### PROMPT
Count the lines in the data below that contain the string "Give", where case must match. What is the count? Reply with the number alone.

::::

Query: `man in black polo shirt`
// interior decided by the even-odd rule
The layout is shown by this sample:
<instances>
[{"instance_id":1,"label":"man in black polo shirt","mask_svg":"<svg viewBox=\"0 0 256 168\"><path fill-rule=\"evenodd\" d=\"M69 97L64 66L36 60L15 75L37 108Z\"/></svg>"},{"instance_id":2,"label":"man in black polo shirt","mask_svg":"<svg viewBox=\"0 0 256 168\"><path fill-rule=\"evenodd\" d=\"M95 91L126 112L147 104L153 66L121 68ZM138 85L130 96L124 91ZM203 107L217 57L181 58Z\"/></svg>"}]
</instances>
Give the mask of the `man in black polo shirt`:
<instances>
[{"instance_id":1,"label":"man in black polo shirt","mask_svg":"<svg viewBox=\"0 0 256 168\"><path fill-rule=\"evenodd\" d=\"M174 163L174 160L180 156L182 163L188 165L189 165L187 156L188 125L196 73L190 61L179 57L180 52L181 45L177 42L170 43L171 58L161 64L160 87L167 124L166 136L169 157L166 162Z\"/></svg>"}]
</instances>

::::

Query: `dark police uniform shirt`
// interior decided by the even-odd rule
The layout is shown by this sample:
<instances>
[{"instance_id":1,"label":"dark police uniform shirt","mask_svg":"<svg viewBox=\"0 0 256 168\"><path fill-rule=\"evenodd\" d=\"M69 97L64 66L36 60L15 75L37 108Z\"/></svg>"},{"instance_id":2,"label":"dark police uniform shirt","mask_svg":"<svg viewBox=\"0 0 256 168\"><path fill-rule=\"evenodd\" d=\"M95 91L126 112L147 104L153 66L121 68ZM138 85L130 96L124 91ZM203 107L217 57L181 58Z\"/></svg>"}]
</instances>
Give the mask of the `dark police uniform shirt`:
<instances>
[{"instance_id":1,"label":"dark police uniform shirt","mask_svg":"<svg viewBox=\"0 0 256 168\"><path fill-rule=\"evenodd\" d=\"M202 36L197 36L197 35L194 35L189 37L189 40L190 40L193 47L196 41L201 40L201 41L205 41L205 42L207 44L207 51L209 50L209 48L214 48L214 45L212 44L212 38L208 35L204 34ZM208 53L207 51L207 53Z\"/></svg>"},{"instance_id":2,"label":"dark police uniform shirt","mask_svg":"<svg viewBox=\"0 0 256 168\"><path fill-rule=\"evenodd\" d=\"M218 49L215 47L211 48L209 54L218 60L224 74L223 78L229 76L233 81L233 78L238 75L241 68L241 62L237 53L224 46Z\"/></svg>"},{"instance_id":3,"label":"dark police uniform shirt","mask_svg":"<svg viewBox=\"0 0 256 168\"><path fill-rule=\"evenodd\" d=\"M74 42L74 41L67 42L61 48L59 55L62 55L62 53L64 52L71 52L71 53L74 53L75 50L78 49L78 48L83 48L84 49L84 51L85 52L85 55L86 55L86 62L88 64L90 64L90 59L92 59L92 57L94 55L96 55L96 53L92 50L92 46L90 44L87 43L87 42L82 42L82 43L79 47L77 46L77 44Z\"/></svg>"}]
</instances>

::::

### COMPLETED EXERCISE
2